** Page excerpt follows **

Lots of similarities there mate & thanks for being so open. Loads of stuff in there.
Growing up my parents only had a few emotions - anger, fear or stressed - I was very afraid of my dad’s temper until I was about 20 years old.
I was verbally bullied a lot by my older brother - daily criticisms of my appearance - mostly that I was skinny or a facial feature was ugly, then when I filled out, that I was fat. It didn’t take much for me to believe what he said, and I thought I was painfully ugly.
I was a recluse for years as well.
Like you, looking back at my teenage photos I was a really good looking kid ! What I was told was all horse shit!!
I’ve done a lot of counselling around those relationships & also talked to a lot of friends in my area of work - homeless/prisoners/substance abuse.
What I’ve come to understand is that my parents seem to be typical baby boomers - which is to say their parents had poor emotional intelligence, were cold, detached, had no interest in my parents - ill equipped to be parents - so they learned poor parenting.
I didn’t realise it until I examined it with a counsellor, but my brother was bullied a great deal at school & he was in a terrible place himself. He took that out on me. “Hurt people hurt people”
From examining all this with a good counsellor, I’ve been able to let go of my resentments towards my parents. That’s very liberating mate.

** End of Page excerpt **

Activity list:
A - Copy the forum reply from "I was a recluse" to "- homeless/prisoners/substance abuse.".
B - Answer these questions about the forum reply:
(i) Until about what age was the writer afraid of the dad's temper?
(ii) What three areas of work does the writer name?
(iii) What saying does the writer put in quotation marks?
C - State whether each statement agrees with the forum reply, giving yes or no and quoting the words that decide it:
(i) The writer's older brother criticized the writer's appearance.
(ii) The writer still holds resentments toward the parents.
(iii) The writer was a recluse for years.

** Stored data follows **

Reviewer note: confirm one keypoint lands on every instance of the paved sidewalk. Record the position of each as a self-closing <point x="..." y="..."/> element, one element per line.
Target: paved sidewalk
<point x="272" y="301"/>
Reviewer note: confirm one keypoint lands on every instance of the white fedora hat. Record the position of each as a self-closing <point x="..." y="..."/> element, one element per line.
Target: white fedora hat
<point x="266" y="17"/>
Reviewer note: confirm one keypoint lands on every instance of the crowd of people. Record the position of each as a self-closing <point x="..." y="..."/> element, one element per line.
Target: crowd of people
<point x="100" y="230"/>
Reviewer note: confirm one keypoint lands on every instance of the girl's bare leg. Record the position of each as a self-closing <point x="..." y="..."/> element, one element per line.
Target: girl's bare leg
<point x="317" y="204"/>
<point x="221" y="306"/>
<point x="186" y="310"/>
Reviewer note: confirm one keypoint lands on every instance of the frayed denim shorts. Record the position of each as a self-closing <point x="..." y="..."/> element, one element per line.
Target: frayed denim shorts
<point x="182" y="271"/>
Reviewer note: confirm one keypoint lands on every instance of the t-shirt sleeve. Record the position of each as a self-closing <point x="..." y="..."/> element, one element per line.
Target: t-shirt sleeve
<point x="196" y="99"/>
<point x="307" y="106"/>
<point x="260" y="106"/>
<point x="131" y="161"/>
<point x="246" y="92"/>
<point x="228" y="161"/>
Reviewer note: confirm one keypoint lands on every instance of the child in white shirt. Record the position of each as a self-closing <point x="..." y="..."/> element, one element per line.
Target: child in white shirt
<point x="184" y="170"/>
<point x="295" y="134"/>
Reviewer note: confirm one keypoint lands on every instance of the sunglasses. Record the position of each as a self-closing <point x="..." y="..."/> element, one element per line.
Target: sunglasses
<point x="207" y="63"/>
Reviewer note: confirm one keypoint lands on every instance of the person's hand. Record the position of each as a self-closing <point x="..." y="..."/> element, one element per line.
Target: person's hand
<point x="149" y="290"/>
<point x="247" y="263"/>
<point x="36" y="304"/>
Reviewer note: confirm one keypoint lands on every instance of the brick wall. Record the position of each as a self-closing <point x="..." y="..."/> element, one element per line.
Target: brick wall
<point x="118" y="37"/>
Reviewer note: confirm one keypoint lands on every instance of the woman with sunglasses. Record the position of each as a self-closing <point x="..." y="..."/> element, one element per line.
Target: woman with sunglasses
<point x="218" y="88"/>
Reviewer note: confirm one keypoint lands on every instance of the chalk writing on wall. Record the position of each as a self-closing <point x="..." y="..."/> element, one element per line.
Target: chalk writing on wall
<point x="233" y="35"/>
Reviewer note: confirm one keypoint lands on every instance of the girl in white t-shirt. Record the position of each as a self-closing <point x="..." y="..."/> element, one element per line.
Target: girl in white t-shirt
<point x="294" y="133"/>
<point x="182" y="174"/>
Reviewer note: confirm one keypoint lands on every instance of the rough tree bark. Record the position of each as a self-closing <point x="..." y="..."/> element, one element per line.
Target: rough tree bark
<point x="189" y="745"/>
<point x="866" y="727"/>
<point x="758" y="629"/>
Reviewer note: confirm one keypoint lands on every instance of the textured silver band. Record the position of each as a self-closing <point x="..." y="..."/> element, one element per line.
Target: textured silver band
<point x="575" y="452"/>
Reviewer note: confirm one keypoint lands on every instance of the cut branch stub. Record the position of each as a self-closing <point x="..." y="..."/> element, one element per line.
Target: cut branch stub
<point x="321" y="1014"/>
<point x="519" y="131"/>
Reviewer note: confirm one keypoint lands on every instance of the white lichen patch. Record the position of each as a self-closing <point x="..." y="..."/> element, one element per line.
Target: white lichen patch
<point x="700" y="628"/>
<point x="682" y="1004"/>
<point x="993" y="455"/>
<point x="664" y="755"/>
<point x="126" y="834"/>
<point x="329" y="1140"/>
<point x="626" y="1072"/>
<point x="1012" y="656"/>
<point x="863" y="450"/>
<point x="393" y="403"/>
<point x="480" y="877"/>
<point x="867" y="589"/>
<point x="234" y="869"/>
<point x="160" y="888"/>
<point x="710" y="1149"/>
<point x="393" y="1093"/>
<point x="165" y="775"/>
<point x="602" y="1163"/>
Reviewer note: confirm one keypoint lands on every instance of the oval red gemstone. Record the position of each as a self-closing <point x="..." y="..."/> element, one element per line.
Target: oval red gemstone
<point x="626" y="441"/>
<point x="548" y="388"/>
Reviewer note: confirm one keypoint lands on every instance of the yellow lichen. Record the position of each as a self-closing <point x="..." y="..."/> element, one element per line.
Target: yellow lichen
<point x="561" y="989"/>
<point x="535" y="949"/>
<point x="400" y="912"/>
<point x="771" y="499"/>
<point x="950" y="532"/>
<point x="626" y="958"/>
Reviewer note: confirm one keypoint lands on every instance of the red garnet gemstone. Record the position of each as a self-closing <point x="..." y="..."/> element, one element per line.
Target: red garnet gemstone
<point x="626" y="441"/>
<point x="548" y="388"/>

** End of Stored data **

Solutions to the exercise:
A -
I was a recluse for years as well.
Like you, looking back at my teenage photos I was a really good looking kid ! What I was told was all horse shit!!
I’ve done a lot of counselling around those relationships & also talked to a lot of friends in my area of work - homeless/prisoners/substance abuse.

B -
(i) About 20 years old.
(ii) Homeless, prisoners and substance abuse.
(iii) "Hurt people hurt people"

C -
(i) Yes: "daily criticisms of my appearance"
(ii) No: "I’ve been able to let go of my resentments towards my parents."
(iii) Yes: "I was a recluse for years as well."